[[ DOCUMENT EXTRACT open ]]
The B21 came out fast because it was incremental instead of transformative. As simple as that.
As for Dynetics, they were working on reverse engineering the Apollo Era F1 engine, but last I heard that went nowhere.
They certainly did not design or make the original engine that's for sure.
It’s not that simple and you should know that.
Although at the surface level the B21 is similar to the B2 even having a wing body inspired by the earlier B2 concepts. Military stealth aviation has matured significantly since the 1980s. As I am no doubt you are aware in the 1990s an F117 was shot down by a Buk missile. How that happened isn’t a mystery or some Soviet secret weapon. It was a combination of ineptitude and ingenuity combined with The pilot of the F117 being Blind deaf and dumb to close range radar threats by the F117 lacking any Electronic warfare capabilities. F22 and F35 were designed with that in mind the complex “transformative” technologies they sport was designed to combine a VLO airframe with a system to allow them to act as fighters and also include passive electric warfare capabilities. IE if a Buk tried to lock on to F22 the pilot would know and react. Something the F117 pilot couldn’t do as he lacked even a basic defense system.
B2 was designed in that era where it lacked such systems. It’s designed originally was closer to B21 but was altered as the USAF was concerned that the Russians might be able to detect it. Design changes were made enlarging the craft and giving it the saw tooth tails to allow it in a pinch to fly at very low altitude this prolonged the process and increased the cost.
[[ DOCUMENT EXTRACT closed ]]
[[ RAW DATA open ]]
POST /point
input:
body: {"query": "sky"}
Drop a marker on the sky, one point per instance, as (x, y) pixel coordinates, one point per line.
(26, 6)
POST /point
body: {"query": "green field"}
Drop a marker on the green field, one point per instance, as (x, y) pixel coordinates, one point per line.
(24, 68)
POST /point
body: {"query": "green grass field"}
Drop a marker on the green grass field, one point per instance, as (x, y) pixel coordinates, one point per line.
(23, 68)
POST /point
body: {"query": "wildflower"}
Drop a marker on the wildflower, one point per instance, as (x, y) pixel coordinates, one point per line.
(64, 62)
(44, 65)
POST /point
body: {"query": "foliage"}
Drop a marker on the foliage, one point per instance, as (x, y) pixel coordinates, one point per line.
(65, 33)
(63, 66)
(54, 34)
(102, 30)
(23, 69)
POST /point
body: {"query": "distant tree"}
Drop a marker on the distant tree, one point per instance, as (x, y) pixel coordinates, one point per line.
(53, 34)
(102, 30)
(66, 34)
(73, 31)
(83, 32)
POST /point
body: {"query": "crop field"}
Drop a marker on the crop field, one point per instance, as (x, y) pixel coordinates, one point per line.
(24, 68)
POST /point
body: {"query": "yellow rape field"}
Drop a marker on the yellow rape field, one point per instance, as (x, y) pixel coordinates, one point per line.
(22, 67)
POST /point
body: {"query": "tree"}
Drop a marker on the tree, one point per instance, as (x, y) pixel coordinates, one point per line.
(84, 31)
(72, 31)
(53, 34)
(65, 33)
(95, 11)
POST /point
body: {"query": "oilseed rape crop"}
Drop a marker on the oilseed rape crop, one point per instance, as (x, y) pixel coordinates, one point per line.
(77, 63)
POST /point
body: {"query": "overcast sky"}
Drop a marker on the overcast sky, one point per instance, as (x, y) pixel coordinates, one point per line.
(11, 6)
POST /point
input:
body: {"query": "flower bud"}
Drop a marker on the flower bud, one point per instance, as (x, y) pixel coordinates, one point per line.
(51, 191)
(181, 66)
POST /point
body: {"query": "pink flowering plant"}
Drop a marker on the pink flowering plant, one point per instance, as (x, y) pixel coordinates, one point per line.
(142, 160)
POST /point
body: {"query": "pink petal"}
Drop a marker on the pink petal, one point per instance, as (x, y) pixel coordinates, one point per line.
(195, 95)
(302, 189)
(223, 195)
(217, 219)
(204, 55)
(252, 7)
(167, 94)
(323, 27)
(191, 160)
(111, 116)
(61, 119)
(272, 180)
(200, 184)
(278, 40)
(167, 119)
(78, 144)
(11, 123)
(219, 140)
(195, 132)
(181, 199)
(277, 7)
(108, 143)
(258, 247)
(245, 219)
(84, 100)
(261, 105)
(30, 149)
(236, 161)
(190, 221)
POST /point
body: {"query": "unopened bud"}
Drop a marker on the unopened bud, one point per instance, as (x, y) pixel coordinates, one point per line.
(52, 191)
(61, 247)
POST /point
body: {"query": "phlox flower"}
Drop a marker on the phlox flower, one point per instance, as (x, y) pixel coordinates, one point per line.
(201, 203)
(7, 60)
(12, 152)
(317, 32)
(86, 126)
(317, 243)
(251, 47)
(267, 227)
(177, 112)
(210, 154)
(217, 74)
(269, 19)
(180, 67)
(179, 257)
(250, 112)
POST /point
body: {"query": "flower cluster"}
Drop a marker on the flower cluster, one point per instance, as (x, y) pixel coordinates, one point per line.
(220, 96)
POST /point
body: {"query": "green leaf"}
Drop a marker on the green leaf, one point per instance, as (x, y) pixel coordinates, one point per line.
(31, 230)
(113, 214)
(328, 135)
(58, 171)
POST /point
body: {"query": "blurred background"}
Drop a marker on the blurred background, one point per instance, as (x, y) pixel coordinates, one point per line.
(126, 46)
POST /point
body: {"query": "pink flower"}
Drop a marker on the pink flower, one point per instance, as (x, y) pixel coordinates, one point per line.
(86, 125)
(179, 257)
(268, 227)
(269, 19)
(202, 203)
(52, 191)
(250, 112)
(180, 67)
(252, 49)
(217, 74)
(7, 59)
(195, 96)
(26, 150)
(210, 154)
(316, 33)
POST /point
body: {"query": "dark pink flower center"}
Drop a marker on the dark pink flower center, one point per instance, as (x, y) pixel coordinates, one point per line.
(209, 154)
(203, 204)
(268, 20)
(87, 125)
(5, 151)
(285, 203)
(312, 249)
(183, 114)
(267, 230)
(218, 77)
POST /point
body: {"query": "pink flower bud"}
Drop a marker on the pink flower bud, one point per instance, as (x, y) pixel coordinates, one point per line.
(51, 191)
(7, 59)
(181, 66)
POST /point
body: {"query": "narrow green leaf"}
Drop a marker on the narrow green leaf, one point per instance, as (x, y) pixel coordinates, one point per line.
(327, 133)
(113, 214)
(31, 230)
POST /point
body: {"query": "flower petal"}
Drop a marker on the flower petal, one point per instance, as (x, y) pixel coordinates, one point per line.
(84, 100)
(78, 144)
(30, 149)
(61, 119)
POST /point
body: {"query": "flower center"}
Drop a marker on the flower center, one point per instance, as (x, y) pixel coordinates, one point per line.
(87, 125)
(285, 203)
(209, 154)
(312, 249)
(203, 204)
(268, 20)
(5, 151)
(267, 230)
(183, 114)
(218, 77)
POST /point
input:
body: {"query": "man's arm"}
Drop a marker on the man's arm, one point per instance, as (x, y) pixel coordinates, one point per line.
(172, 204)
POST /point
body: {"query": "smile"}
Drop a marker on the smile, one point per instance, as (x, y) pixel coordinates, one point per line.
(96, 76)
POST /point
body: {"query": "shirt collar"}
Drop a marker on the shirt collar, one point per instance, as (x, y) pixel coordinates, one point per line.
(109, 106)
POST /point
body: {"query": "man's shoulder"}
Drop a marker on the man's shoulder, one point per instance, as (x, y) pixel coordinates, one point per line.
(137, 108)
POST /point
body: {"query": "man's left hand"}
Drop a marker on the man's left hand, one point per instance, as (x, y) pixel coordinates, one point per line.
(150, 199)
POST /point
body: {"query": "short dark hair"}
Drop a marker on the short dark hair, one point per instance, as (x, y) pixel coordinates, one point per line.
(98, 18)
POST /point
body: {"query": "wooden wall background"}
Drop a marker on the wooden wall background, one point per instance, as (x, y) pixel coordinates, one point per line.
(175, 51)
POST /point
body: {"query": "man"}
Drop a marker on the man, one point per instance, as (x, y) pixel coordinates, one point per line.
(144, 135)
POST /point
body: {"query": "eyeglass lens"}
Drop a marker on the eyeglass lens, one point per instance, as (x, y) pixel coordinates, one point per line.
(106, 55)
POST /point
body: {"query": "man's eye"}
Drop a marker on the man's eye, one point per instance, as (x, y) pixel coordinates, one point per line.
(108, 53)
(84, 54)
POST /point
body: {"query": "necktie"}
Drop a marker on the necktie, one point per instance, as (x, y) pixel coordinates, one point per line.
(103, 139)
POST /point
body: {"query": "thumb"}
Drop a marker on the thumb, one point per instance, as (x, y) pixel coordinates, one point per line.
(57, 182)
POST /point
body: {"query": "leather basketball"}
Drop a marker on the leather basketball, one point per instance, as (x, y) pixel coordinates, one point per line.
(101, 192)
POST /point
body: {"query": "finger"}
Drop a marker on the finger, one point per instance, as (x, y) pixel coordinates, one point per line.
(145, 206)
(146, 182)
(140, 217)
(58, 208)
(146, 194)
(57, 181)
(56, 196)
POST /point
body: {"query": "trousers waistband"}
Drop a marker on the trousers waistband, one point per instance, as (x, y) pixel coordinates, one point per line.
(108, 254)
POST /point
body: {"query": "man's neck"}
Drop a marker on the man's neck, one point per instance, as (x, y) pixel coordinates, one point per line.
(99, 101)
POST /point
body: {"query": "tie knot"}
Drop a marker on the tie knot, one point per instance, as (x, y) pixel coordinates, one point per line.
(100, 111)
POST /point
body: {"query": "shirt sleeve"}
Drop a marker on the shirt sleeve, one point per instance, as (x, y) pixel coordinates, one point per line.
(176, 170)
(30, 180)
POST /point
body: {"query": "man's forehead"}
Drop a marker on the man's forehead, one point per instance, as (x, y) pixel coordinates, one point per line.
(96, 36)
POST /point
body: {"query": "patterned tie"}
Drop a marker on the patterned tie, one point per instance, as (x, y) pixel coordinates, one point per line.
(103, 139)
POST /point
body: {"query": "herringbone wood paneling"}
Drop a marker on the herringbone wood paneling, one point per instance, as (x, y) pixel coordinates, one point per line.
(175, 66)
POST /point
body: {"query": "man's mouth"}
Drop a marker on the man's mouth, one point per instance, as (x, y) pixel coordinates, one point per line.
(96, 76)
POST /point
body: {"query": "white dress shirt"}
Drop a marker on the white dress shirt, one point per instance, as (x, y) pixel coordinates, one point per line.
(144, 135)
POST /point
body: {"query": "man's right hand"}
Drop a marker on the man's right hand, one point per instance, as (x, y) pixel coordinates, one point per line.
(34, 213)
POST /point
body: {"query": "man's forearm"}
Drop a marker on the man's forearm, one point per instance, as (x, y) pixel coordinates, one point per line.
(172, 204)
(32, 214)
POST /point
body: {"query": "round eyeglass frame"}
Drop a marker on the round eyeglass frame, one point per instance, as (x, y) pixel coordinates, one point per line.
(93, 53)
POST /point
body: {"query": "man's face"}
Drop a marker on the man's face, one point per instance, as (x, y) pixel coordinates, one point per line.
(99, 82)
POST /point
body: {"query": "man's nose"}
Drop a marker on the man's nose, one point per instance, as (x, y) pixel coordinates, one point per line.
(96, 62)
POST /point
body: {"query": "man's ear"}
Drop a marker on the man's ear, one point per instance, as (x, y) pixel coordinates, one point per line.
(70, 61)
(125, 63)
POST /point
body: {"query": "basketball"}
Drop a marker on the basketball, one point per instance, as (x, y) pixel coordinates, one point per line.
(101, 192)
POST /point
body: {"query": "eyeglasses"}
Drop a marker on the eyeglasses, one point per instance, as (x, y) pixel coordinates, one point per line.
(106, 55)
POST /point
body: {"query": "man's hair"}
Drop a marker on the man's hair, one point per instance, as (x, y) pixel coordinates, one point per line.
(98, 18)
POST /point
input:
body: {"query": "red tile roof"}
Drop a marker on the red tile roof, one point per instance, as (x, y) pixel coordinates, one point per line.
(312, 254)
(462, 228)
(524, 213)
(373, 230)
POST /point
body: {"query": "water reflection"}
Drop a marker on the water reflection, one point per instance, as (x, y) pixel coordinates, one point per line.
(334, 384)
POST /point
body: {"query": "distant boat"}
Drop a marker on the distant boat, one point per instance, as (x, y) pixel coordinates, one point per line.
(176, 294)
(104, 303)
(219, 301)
[[ RAW DATA closed ]]
_WHAT TO WORK ON_.
1. According to the bomber discussion, what type of missile shot down an F117 in the 1990s?
2. From the bomber discussion, write out the passage that opens with the words containing "As for Dynetics, they" and closes with "that's for sure.".

_NUMBERED RESPONSES_.
1. A Buk missile.

2.
As for Dynetics, they were working on reverse engineering the Apollo Era F1 engine, but last I heard that went nowhere.
They certainly did not design or make the original engine that's for sure.